YOUR GOAL »
Identify and copy every line of the material below that contains the word "logo".

— Start EXTRACTED MATERIAL —

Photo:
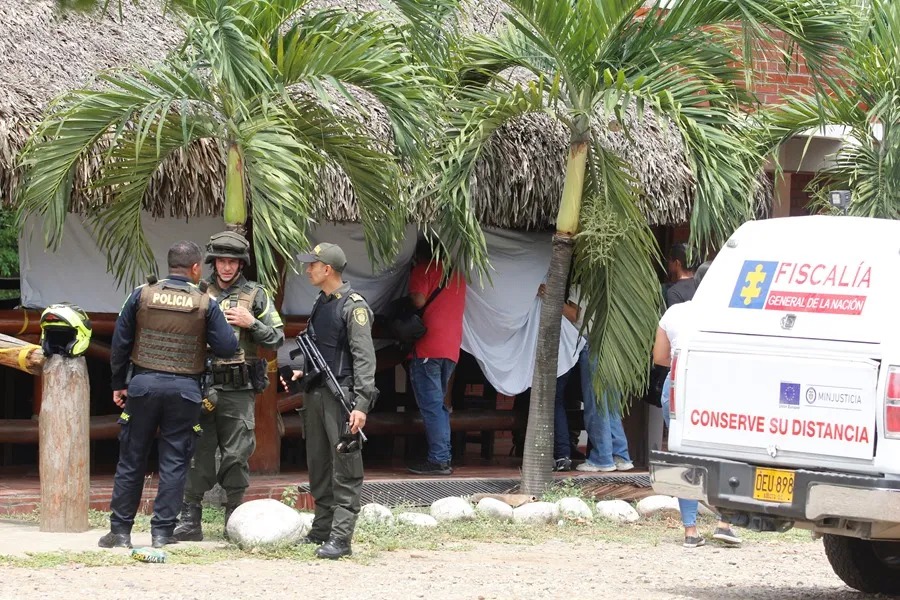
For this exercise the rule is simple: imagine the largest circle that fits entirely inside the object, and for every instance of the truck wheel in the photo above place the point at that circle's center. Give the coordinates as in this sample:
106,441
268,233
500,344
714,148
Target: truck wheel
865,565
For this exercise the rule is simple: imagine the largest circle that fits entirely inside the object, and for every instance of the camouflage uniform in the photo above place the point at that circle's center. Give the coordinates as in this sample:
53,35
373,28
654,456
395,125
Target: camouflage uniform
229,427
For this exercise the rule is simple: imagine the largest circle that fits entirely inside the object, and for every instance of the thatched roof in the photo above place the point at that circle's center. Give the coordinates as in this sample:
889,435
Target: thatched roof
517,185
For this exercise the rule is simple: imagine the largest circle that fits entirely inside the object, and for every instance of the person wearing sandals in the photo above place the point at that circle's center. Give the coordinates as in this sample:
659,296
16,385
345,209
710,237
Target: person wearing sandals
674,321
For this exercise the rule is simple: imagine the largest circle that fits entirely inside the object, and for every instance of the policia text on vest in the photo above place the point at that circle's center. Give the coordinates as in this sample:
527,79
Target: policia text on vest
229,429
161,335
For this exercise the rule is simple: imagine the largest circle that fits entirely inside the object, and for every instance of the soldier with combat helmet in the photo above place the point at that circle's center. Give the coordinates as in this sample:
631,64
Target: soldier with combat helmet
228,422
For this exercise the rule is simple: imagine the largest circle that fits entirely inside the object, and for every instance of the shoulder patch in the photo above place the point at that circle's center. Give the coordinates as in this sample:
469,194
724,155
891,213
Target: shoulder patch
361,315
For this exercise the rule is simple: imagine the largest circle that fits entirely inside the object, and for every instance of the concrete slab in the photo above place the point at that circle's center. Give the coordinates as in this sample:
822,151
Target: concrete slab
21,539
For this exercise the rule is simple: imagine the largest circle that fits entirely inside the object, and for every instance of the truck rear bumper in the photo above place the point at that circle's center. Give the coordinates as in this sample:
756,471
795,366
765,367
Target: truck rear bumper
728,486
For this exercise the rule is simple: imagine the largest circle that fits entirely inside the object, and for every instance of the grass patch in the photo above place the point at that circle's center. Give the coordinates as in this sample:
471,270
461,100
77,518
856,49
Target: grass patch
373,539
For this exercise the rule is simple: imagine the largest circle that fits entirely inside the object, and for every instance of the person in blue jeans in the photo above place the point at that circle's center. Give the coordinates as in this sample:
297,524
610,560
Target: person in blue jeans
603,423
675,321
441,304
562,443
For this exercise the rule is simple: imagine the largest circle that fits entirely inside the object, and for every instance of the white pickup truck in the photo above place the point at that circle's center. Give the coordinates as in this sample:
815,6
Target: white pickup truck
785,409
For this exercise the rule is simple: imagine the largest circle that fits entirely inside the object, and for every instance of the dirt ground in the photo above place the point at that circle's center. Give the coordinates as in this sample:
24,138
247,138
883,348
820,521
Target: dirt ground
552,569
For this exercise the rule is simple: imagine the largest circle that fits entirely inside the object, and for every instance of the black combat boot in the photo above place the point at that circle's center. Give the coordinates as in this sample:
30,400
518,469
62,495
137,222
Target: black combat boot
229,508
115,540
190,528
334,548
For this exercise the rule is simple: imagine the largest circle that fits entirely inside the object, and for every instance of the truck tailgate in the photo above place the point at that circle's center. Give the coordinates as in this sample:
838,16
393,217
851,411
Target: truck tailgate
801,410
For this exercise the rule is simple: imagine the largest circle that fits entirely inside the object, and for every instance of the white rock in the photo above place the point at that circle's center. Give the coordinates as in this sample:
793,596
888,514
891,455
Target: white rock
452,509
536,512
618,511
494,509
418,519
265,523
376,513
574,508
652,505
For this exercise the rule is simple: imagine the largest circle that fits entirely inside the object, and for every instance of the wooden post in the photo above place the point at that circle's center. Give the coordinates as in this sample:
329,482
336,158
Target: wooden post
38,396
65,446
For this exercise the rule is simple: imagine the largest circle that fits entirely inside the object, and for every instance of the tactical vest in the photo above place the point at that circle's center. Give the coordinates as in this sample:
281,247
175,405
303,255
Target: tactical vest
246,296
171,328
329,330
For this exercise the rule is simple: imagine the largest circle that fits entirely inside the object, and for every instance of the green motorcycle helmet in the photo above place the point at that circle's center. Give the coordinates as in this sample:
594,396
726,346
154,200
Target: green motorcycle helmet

— End EXTRACTED MATERIAL —
— Start EXTRACTED MATERIAL —

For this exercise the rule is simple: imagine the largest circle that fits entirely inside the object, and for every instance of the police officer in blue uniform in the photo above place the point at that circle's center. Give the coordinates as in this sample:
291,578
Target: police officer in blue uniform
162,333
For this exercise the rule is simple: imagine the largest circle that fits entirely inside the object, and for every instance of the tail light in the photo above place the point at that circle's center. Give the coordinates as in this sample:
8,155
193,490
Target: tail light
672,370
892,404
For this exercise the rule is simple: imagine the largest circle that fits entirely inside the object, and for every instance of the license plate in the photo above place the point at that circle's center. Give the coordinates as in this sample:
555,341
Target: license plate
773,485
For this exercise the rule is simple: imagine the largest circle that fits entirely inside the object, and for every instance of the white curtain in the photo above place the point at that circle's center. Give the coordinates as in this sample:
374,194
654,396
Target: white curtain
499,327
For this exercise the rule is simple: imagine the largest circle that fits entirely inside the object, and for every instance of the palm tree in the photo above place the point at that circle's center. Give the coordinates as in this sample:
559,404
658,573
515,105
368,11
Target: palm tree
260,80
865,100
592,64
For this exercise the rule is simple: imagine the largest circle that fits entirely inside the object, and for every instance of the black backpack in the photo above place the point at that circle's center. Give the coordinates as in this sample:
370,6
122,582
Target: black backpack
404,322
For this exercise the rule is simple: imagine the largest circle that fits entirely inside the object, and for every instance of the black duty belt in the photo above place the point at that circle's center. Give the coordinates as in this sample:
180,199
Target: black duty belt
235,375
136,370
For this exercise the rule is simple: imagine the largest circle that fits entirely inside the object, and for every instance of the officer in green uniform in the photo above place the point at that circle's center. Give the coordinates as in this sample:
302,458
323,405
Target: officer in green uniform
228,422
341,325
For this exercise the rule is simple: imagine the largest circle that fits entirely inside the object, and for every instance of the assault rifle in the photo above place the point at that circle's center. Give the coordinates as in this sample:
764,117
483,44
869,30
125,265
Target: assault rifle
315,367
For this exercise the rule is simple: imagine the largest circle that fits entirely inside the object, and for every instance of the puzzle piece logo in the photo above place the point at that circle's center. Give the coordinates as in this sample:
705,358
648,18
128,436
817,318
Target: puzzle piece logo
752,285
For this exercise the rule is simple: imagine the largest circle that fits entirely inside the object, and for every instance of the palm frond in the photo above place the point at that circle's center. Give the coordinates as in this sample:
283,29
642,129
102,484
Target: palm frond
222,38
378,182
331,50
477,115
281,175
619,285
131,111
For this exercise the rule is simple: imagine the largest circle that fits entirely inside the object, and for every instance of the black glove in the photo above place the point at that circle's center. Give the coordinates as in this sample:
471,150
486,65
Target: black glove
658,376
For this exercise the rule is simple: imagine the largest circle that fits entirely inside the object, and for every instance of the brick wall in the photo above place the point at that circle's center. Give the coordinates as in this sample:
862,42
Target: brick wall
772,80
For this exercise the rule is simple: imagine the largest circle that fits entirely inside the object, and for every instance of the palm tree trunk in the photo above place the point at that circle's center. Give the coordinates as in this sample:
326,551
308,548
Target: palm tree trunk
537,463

— End EXTRACTED MATERIAL —

RESPONSE BELOW »
For this exercise the rule is simple: imagine the largest circle that fits entirely inside the object, and for every instance of the puzzle piece logo in the photo above place the point at that circle's center. Give the coordinates as in this sample:
Target: puzzle piece logo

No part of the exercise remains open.